Stored entries
..........
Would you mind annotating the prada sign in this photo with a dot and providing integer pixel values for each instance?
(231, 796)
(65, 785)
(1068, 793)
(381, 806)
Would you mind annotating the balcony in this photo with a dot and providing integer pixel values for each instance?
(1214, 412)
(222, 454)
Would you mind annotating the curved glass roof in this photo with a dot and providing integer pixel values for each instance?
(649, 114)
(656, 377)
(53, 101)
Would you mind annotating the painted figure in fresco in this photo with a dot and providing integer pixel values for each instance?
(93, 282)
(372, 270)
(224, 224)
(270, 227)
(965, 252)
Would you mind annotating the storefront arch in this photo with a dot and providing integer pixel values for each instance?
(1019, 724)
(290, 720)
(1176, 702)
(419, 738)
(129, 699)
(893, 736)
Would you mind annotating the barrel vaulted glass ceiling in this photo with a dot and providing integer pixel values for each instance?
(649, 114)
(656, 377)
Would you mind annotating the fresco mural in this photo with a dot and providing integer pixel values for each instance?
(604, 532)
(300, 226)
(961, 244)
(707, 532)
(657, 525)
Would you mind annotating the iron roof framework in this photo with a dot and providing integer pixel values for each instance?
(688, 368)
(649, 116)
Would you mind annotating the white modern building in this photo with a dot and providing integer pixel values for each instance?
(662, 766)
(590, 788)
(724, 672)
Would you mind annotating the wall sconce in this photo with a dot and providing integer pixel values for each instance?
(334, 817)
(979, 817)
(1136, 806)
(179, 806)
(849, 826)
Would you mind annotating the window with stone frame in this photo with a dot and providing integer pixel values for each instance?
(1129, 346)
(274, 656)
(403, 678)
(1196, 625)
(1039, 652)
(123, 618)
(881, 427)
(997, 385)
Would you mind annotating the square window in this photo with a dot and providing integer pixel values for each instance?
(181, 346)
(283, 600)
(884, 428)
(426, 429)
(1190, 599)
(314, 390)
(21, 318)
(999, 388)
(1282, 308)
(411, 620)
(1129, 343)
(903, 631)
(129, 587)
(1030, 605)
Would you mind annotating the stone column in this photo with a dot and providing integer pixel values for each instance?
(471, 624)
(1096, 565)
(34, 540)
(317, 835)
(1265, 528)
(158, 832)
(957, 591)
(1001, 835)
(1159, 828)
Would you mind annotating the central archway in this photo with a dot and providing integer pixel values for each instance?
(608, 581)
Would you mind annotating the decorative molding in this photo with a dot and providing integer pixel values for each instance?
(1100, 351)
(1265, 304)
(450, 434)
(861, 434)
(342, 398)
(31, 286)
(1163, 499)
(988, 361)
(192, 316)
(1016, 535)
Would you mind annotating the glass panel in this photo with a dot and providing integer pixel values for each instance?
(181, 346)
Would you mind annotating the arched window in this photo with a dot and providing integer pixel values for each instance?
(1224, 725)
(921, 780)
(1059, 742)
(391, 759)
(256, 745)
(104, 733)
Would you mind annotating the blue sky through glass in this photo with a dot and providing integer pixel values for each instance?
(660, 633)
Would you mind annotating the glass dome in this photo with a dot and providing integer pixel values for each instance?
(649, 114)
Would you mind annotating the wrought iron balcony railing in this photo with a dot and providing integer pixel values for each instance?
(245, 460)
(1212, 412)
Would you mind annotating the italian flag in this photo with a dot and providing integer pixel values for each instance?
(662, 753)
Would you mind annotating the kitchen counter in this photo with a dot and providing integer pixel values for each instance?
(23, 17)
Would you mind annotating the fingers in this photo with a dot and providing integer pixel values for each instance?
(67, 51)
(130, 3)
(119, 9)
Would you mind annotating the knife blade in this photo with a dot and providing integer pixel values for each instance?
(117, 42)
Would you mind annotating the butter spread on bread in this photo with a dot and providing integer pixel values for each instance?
..........
* _OBJECTIVE_
Write out all the data again, exactly as it appears.

* _SOLUTION TO THIS EXERCISE_
Would you mind annotating the prada sign in this photo with a dot and providing integer pixel values for each instance?
(231, 796)
(65, 785)
(1068, 793)
(381, 806)
Would you mind annotating the balcony in this photo with a dot and providing integer pixel values for each instance?
(1214, 412)
(222, 454)
Would you mind annotating the curved glass roof in this photo with a dot and providing integer pixel values for each instance?
(649, 114)
(656, 377)
(53, 101)
Would you mind annotating the painted figure in fresco in this photo with a dot and providing integer pixel values for each instance?
(93, 282)
(372, 270)
(224, 224)
(270, 227)
(965, 252)
Would you mind annotating the storefront arch in this photo with a dot and providing integer pixel values for each instance?
(1019, 724)
(290, 720)
(1176, 702)
(419, 738)
(129, 699)
(893, 736)
Would you mind annotating the barrel vaulted glass ceiling in this photo with a dot and providing integer pixel values for each instance?
(649, 114)
(656, 377)
Would you mind annotating the fresco mural in this photo with a dot and providing integer pixel values for each instance?
(604, 532)
(300, 226)
(961, 244)
(707, 532)
(657, 525)
Would you mind annotating the iron roof framework in this photo with a dot and providing integer pixel values for each instance?
(688, 368)
(649, 116)
Would you mind annotating the white modern building in this photo with a dot and providing integer pixel values for each instance?
(662, 766)
(590, 788)
(724, 672)
Would you mind annotating the wall sconce in this photo with a dot and providing integer pixel values for each instance?
(334, 817)
(979, 817)
(1136, 806)
(179, 806)
(849, 826)
Would you mind annotating the window with stone frame in this photo with a dot and providing integer pixel values for each instance?
(1129, 346)
(274, 656)
(403, 678)
(1196, 625)
(1039, 652)
(123, 618)
(881, 427)
(997, 385)
Would you mind annotating the square window in this photo with a dot and providing integer pixel values for each instance?
(181, 346)
(283, 600)
(884, 428)
(426, 429)
(1190, 599)
(314, 390)
(21, 318)
(999, 388)
(1282, 308)
(411, 620)
(1129, 343)
(903, 631)
(129, 587)
(1030, 605)
Would you mind annotating the stone column in this photo with a dot and providing integer pixel values for each instance?
(471, 624)
(1096, 565)
(34, 540)
(317, 835)
(1265, 528)
(158, 832)
(957, 591)
(1001, 835)
(1159, 828)
Would you mind annotating the central archway in this photo with a dot and providing integer pixel values for each instance?
(608, 581)
Would you mind annotating the decorative molding in this photo with a dot and providing integer pixel values for each instance?
(1100, 351)
(1265, 304)
(450, 434)
(861, 434)
(342, 398)
(31, 286)
(1163, 499)
(988, 361)
(192, 316)
(1016, 535)
Would you mind annotating the glass panel in this photo with a dot and providing integer pixel values for each instance?
(181, 346)
Would you mind annotating the arched window in this photo with a dot and providing integer pixel values for each instance?
(1224, 725)
(921, 780)
(1059, 742)
(391, 759)
(256, 745)
(104, 733)
Would you mind annotating the blue sky through glass in this photo with a dot and providing integer pixel values for each instance?
(660, 633)
Would you mind annotating the glass dome in this photo with a dot and providing integer pixel values for each instance?
(649, 114)
Would you mind annotating the wrought iron balcony railing in this photo with a dot and providing integer pixel values for each instance?
(245, 460)
(1212, 412)
Would you mind annotating the italian flag in this photo with a dot and providing integer pixel values for each instance?
(662, 753)
Would you mind annotating the kitchen counter in this photo with a dot and providing integer pixel values for each instance?
(23, 17)
Would you mind annotating the fingers in this photo with a dot and providing integer pixel values for each instance?
(67, 51)
(130, 3)
(119, 9)
Would you mind annotating the knife blade in this photo with a dot and providing integer pixel values for each instance?
(117, 42)
Would you mind annotating the butter spread on bread in this photo with a dot and providing integer pixel values for each instance?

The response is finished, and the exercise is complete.